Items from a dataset

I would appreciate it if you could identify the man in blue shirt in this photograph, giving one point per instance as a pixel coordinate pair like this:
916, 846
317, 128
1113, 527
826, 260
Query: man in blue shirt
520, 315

§ TASK: Reproduce every line of the data above without any changes.

§ TASK ANSWER:
I would appreciate it if you could identify the man in blue shirt in this photograph, giving one point per instance as a pixel coordinate pair like this:
916, 846
317, 128
1113, 527
826, 260
Query: man in blue shirt
520, 315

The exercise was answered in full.